▶ _Records for processing_:
■ ■ ■ ■ ■ ■ ■
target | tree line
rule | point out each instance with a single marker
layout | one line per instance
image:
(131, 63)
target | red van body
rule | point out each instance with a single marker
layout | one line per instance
■ ■ ■ ■ ■ ■ ■
▶ _What is expected_: Quote the whole listing above, leaving nothing out.

▶ _Written reply_:
target | tree line
rule | point out each instance with a single marker
layout | one line per instance
image:
(131, 63)
target | red van body
rule | point out each instance with a single marker
layout | one line per instance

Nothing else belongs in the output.